### Description of the task:
Repeat the entries below in full, with every character unchanged.

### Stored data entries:
• • • • • • •
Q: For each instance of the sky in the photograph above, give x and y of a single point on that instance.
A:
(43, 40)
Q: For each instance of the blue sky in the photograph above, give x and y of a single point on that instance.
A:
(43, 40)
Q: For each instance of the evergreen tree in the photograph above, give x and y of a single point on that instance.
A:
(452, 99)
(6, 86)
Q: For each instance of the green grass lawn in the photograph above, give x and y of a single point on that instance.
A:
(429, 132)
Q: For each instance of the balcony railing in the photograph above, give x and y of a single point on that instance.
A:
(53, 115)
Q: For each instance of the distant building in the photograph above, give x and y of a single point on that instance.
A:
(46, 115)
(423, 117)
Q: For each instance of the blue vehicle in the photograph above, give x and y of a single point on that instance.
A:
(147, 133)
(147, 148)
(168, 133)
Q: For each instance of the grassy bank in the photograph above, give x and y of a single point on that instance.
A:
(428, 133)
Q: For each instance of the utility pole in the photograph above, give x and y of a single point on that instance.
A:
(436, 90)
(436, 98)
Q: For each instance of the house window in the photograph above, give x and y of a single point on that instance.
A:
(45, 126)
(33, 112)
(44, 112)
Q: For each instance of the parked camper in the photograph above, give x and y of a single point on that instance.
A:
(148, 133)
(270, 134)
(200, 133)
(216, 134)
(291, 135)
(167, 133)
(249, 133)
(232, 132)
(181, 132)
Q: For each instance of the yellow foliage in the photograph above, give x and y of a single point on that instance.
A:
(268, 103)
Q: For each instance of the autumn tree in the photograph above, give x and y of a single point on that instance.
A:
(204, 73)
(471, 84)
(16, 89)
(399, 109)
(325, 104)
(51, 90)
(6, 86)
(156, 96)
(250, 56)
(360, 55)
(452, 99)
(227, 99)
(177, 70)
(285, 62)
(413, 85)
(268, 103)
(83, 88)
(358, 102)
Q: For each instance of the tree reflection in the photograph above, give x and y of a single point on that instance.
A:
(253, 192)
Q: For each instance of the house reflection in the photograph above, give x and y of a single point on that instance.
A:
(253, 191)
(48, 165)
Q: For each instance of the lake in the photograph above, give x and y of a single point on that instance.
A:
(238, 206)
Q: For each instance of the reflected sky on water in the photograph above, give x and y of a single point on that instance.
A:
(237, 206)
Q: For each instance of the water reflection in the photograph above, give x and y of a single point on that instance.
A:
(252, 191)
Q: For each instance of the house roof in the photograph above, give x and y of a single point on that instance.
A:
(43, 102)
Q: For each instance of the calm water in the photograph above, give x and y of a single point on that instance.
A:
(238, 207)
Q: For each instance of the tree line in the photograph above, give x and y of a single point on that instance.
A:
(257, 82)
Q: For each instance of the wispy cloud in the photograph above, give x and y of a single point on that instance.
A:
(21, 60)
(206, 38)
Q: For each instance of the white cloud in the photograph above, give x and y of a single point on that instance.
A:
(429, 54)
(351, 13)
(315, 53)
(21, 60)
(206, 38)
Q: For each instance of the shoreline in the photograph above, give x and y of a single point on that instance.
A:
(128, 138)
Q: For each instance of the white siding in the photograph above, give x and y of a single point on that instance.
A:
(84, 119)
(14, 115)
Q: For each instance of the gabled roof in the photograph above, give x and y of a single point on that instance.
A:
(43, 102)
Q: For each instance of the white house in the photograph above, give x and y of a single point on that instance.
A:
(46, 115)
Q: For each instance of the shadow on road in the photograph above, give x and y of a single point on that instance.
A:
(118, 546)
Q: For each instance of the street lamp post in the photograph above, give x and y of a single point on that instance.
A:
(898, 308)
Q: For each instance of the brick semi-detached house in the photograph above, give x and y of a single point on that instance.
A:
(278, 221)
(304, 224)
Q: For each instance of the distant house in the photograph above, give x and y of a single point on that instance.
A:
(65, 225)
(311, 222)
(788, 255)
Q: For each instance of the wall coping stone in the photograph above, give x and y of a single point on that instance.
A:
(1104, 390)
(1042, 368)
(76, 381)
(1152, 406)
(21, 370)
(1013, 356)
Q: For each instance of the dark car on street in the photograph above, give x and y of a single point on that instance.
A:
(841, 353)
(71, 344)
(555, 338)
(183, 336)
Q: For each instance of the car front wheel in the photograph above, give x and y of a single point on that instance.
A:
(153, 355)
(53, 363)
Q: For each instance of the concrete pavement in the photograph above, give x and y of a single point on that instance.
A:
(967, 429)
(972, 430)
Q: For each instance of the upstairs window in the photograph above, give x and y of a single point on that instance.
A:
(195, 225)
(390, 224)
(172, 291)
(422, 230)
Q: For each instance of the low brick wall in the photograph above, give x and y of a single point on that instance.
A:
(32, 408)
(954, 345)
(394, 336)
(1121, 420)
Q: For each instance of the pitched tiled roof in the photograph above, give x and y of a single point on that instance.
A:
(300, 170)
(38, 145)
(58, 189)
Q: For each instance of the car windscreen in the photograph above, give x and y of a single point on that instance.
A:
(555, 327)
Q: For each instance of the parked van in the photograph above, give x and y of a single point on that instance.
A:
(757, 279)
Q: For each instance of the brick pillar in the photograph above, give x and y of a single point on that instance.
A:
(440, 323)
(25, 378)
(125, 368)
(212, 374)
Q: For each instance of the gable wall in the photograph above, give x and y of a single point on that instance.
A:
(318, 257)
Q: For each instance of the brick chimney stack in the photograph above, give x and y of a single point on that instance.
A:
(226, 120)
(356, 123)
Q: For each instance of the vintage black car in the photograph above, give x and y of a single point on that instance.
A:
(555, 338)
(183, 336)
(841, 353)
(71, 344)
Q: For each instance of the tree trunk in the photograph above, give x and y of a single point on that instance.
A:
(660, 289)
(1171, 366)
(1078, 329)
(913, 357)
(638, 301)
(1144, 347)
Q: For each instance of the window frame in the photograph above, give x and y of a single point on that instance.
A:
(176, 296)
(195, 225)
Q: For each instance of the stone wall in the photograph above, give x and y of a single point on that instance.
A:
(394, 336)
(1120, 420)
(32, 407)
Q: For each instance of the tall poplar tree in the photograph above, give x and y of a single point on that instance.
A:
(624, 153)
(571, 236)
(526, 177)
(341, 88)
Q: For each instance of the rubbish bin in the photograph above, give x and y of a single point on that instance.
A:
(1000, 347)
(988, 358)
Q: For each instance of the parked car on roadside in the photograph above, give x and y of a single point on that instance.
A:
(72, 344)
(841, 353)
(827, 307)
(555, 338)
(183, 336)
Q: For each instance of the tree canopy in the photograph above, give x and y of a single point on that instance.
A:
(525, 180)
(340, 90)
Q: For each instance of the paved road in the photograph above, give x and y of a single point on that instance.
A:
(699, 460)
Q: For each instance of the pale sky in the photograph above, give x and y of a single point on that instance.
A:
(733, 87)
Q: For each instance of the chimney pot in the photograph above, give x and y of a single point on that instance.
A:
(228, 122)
• • • • • • •
### Your solution:
Q: For each instance of the sky in the photograph above, give x and y of a single point on that instance.
A:
(43, 40)
Q: For each instance of the blue sky in the photograph above, give x and y of a single point on that instance.
A:
(43, 40)
Q: For each instance of the evergreen tree in the photograph above, give x and y of a single point on that instance.
A:
(452, 99)
(6, 86)
Q: For each instance of the green grass lawn in the photograph above, give x and y of a single point on that instance.
A:
(429, 132)
Q: For each instance of the balcony railing in the photograph above, give x and y of a single point on that instance.
A:
(53, 115)
Q: For each instance of the distant building in the photograph above, give x and y of a single point on that instance.
A:
(46, 115)
(423, 117)
Q: For each instance of the blue vehicle in the photograph above, give x and y of a single point on that instance.
A:
(147, 133)
(147, 148)
(168, 133)
Q: For each instance of the grassy bank in the photograph above, give x and y of a single point on that instance.
A:
(428, 133)
Q: For each instance of the utility pole in the photograph above, give x and y of a single point on that instance.
A:
(436, 90)
(436, 98)
Q: For each instance of the house window in the photograph above, give x and y of a single point on that instance.
A:
(45, 126)
(33, 112)
(44, 112)
Q: For each instance of the parked camper in the photograph above, give x and y of a single point on that instance.
A:
(148, 133)
(270, 134)
(200, 133)
(216, 134)
(291, 135)
(167, 133)
(249, 133)
(232, 132)
(181, 132)
Q: For each instance of the yellow foliage in the photograph above, give x and y of a single point on that instance.
A:
(268, 103)
Q: For each instance of the autumn tree in the photograph above, give x and y of a single point on that instance.
A:
(204, 73)
(471, 84)
(16, 89)
(399, 109)
(325, 104)
(51, 90)
(6, 86)
(156, 96)
(250, 56)
(360, 55)
(452, 99)
(227, 99)
(177, 70)
(285, 62)
(413, 85)
(268, 103)
(83, 88)
(358, 102)
Q: For each instance of the tree reflection in the photograph above, give x and y of a single point on that instance.
A:
(253, 192)
Q: For each instance of the house reflection in the photograph above, give x and y of a single point on that instance.
A:
(253, 191)
(48, 165)
Q: For each instance of the lake in the photograph above, give x and y of a single point on that instance.
A:
(238, 206)
Q: For each instance of the reflected sky on water in the photograph above, give x and y of a single point on that instance.
A:
(237, 206)
Q: For each instance of the water reflection in the photograph above, give x and y of a single point on that instance.
A:
(252, 191)
Q: For each instance of the house roof in the photograph above, give x and y of a single point on that instance.
A:
(43, 102)
Q: For each instance of the calm water in the photograph above, give x and y of a single point on that instance.
A:
(238, 207)
Q: For each instance of the tree line in the photograph above, give x and y of a single point on that instance.
A:
(257, 82)
Q: For each instance of the wispy cloud in the photograph above, give x and y of a single point on that instance.
A:
(21, 60)
(206, 38)
Q: For each instance of the white cloud in the photograph above, give x and y of a single point on that instance.
A:
(429, 54)
(351, 13)
(315, 53)
(21, 60)
(206, 38)
Q: For each instance of the shoreline in the photograph above, give x and y of a single point on that instance.
A:
(128, 138)
Q: For each instance of the white siding in the photograph above, give x and y of a single point on that instance.
A:
(84, 119)
(14, 115)
Q: For each instance of the gabled roof in the photograph above, give x and y of a single point on that instance.
A:
(43, 102)
Q: For each instance of the white house in the photograph above, give x and y of a single point on that instance.
A:
(46, 115)
Q: For each instance of the shadow on road in the photograph above, give x and y of a single point on that instance.
A:
(118, 546)
Q: For each instance of the street lamp post in the photograph above, give x and y of a single point on that instance.
A:
(898, 308)
Q: For each instance of the brick semi-detached house in the photograph above, give x and y of a single point on that instance.
A:
(278, 221)
(304, 224)
Q: For each instance of the distant house in the photograph above, give x and y of a single point on that instance.
A:
(65, 225)
(311, 222)
(788, 255)
Q: For each instance of the wall coping stone in the photograph above, give x and y of a single point on that instance.
A:
(1104, 390)
(1042, 368)
(76, 381)
(1152, 406)
(21, 370)
(1013, 356)
Q: For each instance of the dark car on street in the photograph above, give x and y of a single point on that instance.
A:
(841, 353)
(71, 344)
(555, 338)
(183, 336)
Q: For each instance of the car front wheel in the photograph above, give x and y of a single point on that instance.
A:
(153, 355)
(53, 363)
Q: For each instance of the concrete pavement in the photograph above, give x and y of a single point on that instance.
A:
(967, 429)
(972, 430)
Q: For each instance of the upstairs window in the photograph above, give x and y of a single point on that instance.
A:
(195, 225)
(390, 224)
(172, 291)
(422, 230)
Q: For each instance of the low brick wall in the photograph above, give x and y of a single point on that instance.
A:
(32, 408)
(954, 345)
(394, 336)
(1121, 420)
Q: For each instance of the pitched tiled roof in the photograph above, give x and y of a single point on that instance.
A:
(300, 170)
(38, 145)
(58, 189)
Q: For each instance of the car windscreen in the photograph above, give x and y of a single point on that instance.
A:
(555, 327)
Q: For each instance of the parked van in the photograph above, give x and y of a single point on that instance.
A:
(757, 279)
Q: For each instance of the brick pillar in the photograph above, give x and y of a single point on that instance.
A:
(440, 323)
(25, 378)
(125, 368)
(212, 374)
Q: For each instance of the gable wall in the photograph above, give x and y of a single point on that instance.
A:
(318, 257)
Q: For each instance of the brick chimney stack in the photograph above, give x and y of a single point on that instance.
A:
(226, 120)
(356, 123)
Q: For each instance of the vintage black car in the photograph above, give x and y of a single point on that instance.
A:
(555, 338)
(183, 336)
(841, 353)
(71, 344)
Q: For each instance of the tree trunk in the photograph above, give x and y of a single point on that instance.
A:
(660, 289)
(1171, 366)
(1078, 329)
(913, 357)
(638, 301)
(1144, 347)
Q: For each instance of the window frame in the photograph above, give x and y of a single point on that instance.
A:
(176, 296)
(195, 225)
Q: For each instance of the stone wall in the photograph above, give x and y of a single point on that instance.
A:
(394, 336)
(1120, 420)
(32, 407)
Q: For each instance of the tall poplar tree in the photograph above, give x and y of a single point on that instance.
A:
(624, 153)
(571, 236)
(526, 177)
(341, 88)
Q: For each instance of the rubbish bin in the photograph above, give x and y of a single point on that instance.
A:
(1000, 347)
(988, 358)
Q: For each instance of the parked car on roadside in the photograph above, give x and y of a single point on that instance.
A:
(72, 344)
(841, 353)
(827, 307)
(555, 338)
(183, 336)
Q: For each instance of the tree canopy in the photograph above, give x and y of a single point on that instance.
A:
(525, 180)
(340, 90)
Q: For each instance of the paved road in the photograph above, give x and y of a single point on that instance.
A:
(699, 460)
Q: For each instance of the pale sky in the photograph above, give x and y of a single point on that instance.
A:
(733, 87)
Q: For each instance of the chimney pot in the photograph above, give x and y of a single point on that instance.
A:
(228, 122)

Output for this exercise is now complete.